» **TASK A**: Repeat the lines of the listing further down, starting at the line containing "Definition first: for each instance of the beige" and ending at the line containing "[[622, 255], [210, 200]]".
--- start EXTRACTED TEXT ---
Don't agree with this though. I'm pretty sure that all of my species have a better life in captivity than in the wild. Regular food supply, no parasites, longer life expectancy, I don't overly handle my snakes so they are unstressed. They all have large enclosures, and everything they need plus more. The reason keeping wc v. berus is only beneficial to the keeper is because they are so difficult to keep in captivity, they don't adapt very easily at all to a captive environment, and they are are endangered any way so we need to keep their wild numbers as high as possible.


----------



## mad martin (Sep 4, 2008)

> Don't agree with this though. I'm pretty sure that all of my species have a better life in captivity than in the wild. Regular food supply, no parasites, longer life expectancy, I don't overly handle my snakes so they are unstressed. They all have large enclosures, and everything they need plus more


.
No offence intended, but that is a statement made out of a personal point of view and has no basis for fact. The standard of their lives is measured by you. I have yet to see a Snouted Cobra (for example) in better physical condition from a collection when compared to a healthy one from the wild. 
99.9% of all snakes in captivity are overfed. Overeating is not a healthier way of living. Few snakes eat just one food type in their natural environment, so rarely are all the nutritional requirements met in captivity.
Viv size: a Black Mamba has a home range of a square kilometre or so, so no viv, regardless of how big it is, is really big enough.


----------



## slippery42 (Mar 23, 2008)

Live food forum, now there's a real source of scientific information...NOT

As some of the more sensible people have stated .....
--- end EXTRACTED TEXT ---
--- start GIVEN ENTRIES ---
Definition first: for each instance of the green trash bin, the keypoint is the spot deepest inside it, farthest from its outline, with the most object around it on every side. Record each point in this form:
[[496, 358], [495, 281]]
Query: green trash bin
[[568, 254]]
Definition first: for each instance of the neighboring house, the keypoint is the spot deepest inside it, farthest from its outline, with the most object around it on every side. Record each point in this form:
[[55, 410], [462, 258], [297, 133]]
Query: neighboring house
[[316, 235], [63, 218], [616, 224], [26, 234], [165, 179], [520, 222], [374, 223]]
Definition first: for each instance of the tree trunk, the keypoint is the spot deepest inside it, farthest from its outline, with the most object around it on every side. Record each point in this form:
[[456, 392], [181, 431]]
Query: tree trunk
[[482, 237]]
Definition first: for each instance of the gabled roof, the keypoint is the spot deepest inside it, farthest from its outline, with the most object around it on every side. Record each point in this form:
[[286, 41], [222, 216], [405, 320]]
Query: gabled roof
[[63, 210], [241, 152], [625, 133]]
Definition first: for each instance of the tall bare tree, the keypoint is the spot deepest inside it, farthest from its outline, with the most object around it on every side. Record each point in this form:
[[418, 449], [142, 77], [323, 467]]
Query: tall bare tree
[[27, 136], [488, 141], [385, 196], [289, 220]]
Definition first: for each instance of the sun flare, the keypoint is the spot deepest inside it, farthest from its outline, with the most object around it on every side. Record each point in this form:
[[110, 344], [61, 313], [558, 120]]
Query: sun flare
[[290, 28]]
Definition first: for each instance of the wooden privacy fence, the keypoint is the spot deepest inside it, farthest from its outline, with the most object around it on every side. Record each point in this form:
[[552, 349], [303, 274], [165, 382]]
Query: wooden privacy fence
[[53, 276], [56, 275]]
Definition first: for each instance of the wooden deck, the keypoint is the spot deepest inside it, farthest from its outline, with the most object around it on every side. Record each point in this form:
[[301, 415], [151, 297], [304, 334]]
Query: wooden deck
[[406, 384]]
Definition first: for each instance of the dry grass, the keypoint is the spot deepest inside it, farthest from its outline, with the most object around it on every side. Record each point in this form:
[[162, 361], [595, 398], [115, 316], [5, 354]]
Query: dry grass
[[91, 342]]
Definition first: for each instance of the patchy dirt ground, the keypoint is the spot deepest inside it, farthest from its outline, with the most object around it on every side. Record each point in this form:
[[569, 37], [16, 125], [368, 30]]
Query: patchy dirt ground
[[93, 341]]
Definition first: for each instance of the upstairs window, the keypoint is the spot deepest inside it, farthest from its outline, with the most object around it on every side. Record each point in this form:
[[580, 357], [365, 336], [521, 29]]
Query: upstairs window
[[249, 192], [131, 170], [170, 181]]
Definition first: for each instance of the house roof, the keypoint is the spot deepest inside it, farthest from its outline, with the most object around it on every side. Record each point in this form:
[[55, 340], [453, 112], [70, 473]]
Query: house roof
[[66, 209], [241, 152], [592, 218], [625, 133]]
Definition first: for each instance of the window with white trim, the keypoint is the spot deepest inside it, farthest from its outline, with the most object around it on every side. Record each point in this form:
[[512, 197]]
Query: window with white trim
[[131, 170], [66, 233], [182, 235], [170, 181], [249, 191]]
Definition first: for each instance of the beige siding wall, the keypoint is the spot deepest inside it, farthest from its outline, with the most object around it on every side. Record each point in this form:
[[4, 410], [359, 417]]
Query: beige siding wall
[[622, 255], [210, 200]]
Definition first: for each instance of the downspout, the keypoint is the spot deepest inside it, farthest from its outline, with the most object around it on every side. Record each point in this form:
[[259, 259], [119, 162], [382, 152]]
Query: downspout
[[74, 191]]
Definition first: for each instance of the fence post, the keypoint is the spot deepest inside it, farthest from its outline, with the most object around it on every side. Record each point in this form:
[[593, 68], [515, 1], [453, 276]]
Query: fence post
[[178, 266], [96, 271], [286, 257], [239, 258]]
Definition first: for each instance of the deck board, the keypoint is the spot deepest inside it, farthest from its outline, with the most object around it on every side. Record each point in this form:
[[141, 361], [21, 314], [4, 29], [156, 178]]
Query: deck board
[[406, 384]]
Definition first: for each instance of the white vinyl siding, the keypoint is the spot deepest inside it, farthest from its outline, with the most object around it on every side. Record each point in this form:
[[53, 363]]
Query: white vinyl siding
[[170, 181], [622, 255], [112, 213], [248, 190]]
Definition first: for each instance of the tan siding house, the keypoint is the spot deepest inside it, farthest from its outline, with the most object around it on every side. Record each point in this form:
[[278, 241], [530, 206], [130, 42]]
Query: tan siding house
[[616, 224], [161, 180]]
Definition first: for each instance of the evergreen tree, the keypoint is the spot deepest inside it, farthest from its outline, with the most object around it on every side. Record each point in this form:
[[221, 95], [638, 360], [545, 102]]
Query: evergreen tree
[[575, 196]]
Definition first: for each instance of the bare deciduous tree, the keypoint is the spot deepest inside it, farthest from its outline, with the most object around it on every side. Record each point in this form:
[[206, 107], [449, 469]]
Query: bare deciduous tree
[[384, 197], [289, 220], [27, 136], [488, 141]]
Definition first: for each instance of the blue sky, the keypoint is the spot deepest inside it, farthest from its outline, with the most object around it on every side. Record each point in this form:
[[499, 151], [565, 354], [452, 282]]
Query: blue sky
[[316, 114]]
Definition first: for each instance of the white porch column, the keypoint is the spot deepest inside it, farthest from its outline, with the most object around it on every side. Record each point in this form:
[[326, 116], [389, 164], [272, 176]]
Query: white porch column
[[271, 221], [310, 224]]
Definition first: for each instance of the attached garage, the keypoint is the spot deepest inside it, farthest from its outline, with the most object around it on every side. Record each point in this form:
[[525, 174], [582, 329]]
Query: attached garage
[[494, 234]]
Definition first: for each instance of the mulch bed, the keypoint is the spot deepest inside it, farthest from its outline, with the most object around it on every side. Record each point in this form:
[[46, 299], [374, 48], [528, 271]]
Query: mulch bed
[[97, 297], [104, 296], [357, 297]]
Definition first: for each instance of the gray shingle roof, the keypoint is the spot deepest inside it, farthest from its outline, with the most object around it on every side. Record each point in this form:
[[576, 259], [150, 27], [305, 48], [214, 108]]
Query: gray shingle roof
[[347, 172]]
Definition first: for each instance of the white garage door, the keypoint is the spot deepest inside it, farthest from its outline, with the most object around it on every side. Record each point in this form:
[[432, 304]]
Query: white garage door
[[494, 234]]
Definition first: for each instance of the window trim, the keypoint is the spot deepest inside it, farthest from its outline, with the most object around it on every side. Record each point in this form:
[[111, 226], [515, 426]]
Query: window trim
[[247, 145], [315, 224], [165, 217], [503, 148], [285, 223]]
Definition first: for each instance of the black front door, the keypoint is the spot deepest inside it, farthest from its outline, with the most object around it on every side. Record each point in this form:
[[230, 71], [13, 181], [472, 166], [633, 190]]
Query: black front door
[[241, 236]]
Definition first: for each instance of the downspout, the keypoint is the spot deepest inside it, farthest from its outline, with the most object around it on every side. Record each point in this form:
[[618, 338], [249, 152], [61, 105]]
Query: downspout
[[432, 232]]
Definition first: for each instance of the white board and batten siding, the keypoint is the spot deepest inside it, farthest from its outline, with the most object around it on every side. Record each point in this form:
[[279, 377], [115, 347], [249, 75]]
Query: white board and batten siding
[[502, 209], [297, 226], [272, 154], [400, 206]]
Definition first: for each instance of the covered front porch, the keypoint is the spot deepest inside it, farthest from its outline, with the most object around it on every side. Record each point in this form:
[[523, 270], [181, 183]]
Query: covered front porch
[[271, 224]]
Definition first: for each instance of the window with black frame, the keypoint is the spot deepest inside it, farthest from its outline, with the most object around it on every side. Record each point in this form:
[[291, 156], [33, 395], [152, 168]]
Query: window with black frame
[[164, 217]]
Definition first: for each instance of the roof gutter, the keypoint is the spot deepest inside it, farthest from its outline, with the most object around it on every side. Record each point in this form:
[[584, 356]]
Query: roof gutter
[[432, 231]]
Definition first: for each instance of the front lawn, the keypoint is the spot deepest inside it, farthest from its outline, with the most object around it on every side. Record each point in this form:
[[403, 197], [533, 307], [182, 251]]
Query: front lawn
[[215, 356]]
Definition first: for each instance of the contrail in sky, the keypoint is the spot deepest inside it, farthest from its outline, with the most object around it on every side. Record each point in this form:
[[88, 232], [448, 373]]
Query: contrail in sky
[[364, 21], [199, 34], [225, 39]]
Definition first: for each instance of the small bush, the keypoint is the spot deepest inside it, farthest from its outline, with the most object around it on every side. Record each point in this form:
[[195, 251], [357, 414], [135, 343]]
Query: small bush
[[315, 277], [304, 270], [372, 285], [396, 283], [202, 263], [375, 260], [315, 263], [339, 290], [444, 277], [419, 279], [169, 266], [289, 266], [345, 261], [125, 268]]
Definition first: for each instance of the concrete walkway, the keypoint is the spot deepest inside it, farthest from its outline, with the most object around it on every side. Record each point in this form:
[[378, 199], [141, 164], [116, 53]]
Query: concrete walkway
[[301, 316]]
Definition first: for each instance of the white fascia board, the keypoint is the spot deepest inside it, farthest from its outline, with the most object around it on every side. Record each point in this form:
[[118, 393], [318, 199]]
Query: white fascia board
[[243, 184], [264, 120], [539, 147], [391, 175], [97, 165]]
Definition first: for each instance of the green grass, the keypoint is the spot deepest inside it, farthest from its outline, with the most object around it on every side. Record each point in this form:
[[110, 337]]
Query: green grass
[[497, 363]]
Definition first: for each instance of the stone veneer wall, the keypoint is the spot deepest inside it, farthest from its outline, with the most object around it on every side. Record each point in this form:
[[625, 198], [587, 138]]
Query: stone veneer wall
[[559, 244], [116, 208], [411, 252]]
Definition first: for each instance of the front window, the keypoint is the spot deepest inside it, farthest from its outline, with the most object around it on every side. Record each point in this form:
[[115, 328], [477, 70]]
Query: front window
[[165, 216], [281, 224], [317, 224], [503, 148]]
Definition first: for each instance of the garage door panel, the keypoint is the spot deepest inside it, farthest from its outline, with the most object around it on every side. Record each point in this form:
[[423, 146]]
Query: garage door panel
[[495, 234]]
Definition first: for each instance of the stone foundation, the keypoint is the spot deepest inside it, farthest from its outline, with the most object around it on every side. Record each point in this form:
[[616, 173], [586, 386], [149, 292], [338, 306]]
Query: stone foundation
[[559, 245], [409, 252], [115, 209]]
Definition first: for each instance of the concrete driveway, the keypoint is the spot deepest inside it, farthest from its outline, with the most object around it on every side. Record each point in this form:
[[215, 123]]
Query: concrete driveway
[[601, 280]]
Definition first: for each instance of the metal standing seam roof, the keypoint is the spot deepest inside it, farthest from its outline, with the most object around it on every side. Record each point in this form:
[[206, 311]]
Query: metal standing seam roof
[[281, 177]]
--- end GIVEN ENTRIES ---
» **TASK B**: Carry on the forum thread about keeping snakes in captivity from the point where it stops.

» **ANSWER A**:
Definition first: for each instance of the beige siding wall, the keypoint is the spot deepest inside it, farthest from its outline, with the most object around it on every side. Record each point in this form:
[[4, 410], [359, 417]]
Query: beige siding wall
[[622, 255], [210, 200]]

» **ANSWER B**:
DWA required!
They are in decline and threatened!
As a rule captives Do not do well in captivity
There is NO justification for keeping wild caught!
Even though they may not be classed as a European Protected species you may be breaking the law in taking them from the wild so for F**k sake do not under any circumstances do it!
Its not often I get wound up but haviny spent 30+ years studying Adders (in the Wild) I am passionate about their conservation as is Al.


----------



## craig8989 (Apr 23, 2008)

what if someone caught a pair, used them as breeders and made every attempt to repopulate their area. could this be a possible short term awnser to the decreaseing numbers of them?


----------



## mad martin (Sep 4, 2008)

Breeding and releasing is not the answer at all, well not the entire answer 
That is why I am asking all the questions I am asking. Its important to try and figure out what factors are prevalent in its decline. If it is human encroachment in a prime breeding area, then very little can be done. 
But there are many factors. Abundance of a necessary food source or lack thereof etc.


----------



## Tehanu (Nov 12, 2006)

craig8989 said:


> what if someone caught a pair, used them as breeders and made every attempt to repopulate their area. could this be a possible short term awnser to the decreaseing numbers of them?


Question;

If they are having trouble breeding and repopulating areas by themselves in the wild, do you think the average hobbyist is likely to be more successful?

More to the point how much damage do you do to the wild populations you intend to "help" by introducing animals that may have been in contact with your exotic collection?

Conservation is much more complex than you might have imagined, it is honestly best left to the professionals


----------



## slippery42 (Mar 23, 2008)

craig8989 said:


> what if someone caught a pair, used them as breeders and made every attempt to repopulate their area. could this be a possible short term awnser to the decreaseing numbers of them?


Put simply no its not !

Food, shelter, hibernacula. micro climate, possbile threats and so on!


----------



## mad martin (Sep 4, 2008)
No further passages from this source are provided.